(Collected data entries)
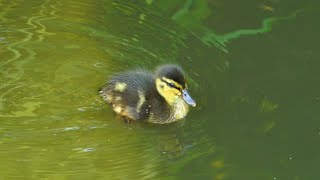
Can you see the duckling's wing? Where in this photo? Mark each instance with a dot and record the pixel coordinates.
(128, 93)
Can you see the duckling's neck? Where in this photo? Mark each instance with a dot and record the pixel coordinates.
(179, 109)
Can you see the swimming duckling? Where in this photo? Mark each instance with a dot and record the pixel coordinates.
(161, 97)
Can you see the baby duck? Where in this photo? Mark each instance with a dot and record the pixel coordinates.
(161, 97)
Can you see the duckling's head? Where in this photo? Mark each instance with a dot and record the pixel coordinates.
(171, 85)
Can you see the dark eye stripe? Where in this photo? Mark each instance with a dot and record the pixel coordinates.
(171, 85)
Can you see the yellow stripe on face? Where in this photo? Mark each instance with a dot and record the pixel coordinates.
(173, 82)
(142, 99)
(120, 87)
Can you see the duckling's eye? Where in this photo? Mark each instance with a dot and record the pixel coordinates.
(171, 85)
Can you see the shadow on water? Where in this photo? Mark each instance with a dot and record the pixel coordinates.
(251, 67)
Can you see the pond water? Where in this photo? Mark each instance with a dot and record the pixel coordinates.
(252, 66)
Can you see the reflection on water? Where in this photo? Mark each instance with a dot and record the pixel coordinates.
(258, 96)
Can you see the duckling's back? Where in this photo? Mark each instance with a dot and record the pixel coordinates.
(134, 95)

OBJECTIVE
Reproduce every one of the items above verbatim, omitting the pictures.

RESPONSE TO THIS EXERCISE
Can you see the duckling's wing? Where in this photo? Mark each instance with a dot and record the pixel coordinates.
(128, 93)
Can you see the duckling's neck? Where in this photo? Mark each instance with a dot and record the pixel coordinates.
(179, 109)
Can you see the swimming duckling? Where in this photo? Mark each instance with a dot and record the pixel coordinates.
(161, 97)
Can you see the baby duck? Where in this photo? Mark each instance with a dot and record the pixel coordinates.
(161, 97)
Can you see the duckling's head? Where in this photo? Mark each instance with a dot and record the pixel coordinates.
(171, 85)
Can you see the dark eye stripe? Where in this photo? Mark each instance with a dot and record the pixel coordinates.
(171, 85)
Can you see the yellow stripe on face? Where in this photo? Mark each instance with a dot and record the pixel coordinates.
(173, 82)
(142, 99)
(120, 87)
Can you see the duckling's eye? Where in this photo? Mark each instance with a dot and record the pixel coordinates.
(171, 85)
Can you see the shadow on water? Where in this photo? Mark each instance with a dot and record the pixel coordinates.
(251, 67)
Can you see the pond water? Where in this photo? Mark each instance with a dot and record the pixel coordinates.
(252, 66)
Can you see the reflection on water? Where in this photo? Mark each instance with a dot and record the pixel coordinates.
(258, 96)
Can you see the duckling's back? Where in this photo? Mark each instance with a dot and record the pixel coordinates.
(134, 95)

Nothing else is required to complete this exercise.